--- ENTRIES PROVIDED ---

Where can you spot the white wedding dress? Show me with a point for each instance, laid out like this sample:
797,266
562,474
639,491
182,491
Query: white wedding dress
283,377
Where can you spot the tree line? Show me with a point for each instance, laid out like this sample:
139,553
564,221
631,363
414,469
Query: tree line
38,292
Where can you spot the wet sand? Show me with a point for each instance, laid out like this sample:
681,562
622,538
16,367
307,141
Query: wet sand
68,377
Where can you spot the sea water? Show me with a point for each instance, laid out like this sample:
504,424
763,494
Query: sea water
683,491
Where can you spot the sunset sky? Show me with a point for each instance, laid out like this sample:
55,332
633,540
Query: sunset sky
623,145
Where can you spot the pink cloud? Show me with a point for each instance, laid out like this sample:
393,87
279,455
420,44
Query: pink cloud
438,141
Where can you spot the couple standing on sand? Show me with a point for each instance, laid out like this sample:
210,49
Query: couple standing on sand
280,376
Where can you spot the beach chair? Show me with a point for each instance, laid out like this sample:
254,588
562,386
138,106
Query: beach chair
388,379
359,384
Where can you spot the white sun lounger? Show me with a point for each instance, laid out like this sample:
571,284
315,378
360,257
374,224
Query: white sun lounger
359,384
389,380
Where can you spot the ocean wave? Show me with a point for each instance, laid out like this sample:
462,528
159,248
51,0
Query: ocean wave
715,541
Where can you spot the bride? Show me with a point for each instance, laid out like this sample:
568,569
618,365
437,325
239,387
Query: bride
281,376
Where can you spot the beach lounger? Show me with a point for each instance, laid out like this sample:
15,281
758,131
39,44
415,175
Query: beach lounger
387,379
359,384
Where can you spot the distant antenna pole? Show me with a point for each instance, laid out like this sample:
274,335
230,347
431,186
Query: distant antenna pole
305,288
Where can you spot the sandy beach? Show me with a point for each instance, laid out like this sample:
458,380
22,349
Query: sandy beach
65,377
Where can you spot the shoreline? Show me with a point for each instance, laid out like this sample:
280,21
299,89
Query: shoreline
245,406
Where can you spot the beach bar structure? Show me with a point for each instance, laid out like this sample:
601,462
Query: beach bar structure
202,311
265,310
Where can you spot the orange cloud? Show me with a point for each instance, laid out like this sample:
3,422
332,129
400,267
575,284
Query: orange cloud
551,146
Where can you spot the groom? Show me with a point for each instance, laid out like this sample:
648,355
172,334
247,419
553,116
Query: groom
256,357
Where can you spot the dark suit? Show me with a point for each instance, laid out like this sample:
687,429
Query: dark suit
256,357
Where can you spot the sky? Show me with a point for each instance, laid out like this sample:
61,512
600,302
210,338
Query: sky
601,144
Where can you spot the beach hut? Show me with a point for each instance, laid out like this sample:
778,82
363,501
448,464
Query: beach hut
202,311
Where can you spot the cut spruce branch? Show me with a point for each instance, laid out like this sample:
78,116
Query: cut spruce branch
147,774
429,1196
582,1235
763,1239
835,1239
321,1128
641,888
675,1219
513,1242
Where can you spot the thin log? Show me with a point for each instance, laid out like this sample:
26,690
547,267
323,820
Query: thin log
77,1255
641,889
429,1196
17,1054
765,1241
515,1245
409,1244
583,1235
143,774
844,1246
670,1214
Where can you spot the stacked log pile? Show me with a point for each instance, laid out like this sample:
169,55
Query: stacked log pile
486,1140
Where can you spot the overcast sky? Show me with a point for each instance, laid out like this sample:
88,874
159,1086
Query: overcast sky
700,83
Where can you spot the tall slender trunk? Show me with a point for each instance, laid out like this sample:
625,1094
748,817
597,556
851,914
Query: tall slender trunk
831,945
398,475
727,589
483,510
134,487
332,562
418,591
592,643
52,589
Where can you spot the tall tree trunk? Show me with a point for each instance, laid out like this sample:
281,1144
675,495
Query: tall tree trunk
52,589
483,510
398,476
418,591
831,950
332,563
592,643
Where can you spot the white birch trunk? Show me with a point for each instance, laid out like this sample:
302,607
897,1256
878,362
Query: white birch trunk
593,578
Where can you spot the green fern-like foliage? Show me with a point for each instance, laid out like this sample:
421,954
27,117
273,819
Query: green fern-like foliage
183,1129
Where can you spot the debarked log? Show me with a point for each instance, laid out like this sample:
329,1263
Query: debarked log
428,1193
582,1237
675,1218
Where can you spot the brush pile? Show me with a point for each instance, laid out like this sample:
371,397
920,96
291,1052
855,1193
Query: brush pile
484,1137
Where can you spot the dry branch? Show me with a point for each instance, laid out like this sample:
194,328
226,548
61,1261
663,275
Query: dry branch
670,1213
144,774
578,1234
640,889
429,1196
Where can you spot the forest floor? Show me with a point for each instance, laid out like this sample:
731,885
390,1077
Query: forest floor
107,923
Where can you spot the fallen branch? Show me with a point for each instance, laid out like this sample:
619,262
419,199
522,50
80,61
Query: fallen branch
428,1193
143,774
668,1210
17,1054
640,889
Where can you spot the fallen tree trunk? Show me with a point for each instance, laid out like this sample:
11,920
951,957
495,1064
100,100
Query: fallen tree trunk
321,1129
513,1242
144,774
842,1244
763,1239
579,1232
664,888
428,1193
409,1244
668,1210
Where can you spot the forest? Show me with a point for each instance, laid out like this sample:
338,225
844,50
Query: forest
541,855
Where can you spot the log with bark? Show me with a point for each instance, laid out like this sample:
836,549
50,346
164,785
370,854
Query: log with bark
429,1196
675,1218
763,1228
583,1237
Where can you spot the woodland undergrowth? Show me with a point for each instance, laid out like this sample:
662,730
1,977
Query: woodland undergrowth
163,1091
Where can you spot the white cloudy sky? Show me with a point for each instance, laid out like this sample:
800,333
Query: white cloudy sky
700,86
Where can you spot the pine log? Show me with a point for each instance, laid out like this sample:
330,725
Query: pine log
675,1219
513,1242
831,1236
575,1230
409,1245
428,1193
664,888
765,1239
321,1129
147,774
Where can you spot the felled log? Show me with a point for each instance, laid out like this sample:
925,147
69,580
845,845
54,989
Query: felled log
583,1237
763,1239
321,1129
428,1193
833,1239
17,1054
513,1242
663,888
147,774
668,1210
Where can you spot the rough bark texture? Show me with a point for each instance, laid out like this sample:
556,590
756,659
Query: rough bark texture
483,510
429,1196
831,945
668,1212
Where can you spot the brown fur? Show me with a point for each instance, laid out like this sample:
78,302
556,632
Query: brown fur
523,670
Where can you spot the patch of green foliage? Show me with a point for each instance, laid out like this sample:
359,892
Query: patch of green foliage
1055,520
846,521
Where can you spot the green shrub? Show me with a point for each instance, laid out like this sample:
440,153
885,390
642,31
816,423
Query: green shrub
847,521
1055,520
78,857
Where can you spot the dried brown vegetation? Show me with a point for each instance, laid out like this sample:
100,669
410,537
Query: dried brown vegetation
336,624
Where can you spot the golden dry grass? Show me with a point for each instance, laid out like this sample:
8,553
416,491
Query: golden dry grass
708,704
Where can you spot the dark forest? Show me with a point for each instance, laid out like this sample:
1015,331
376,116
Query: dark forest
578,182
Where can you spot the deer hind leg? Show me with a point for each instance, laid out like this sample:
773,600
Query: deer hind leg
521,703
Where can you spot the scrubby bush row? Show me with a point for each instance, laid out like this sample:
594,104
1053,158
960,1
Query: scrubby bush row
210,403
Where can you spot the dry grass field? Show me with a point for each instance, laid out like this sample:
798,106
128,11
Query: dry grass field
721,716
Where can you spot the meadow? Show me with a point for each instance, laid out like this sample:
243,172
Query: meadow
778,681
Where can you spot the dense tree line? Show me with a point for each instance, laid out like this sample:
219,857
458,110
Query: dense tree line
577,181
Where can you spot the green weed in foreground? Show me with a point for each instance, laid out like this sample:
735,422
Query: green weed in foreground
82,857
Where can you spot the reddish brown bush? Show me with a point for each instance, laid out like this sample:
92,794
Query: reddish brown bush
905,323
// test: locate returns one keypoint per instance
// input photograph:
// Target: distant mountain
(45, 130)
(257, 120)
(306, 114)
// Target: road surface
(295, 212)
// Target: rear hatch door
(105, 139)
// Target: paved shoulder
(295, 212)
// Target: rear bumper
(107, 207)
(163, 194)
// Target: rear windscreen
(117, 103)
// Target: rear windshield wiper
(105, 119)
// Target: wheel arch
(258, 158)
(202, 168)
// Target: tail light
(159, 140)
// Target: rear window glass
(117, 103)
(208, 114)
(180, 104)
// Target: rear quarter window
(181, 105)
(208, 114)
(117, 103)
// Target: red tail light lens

---

Your reply should consist only of the lines from the one containing "rear hatch door" through the last line of the records, each reproduced exactly.

// Target: rear hatch door
(105, 139)
// Target: paved shoulder
(295, 212)
// Target: rear bumper
(107, 207)
(163, 194)
// Target: rear windscreen
(117, 103)
// Target: rear windshield wiper
(105, 119)
// Target: wheel arch
(258, 158)
(202, 168)
// Target: tail light
(159, 140)
// Target: rear window glass
(117, 103)
(208, 114)
(180, 104)
// Target: rear quarter window
(181, 105)
(208, 114)
(117, 103)
// Target: red tail light lens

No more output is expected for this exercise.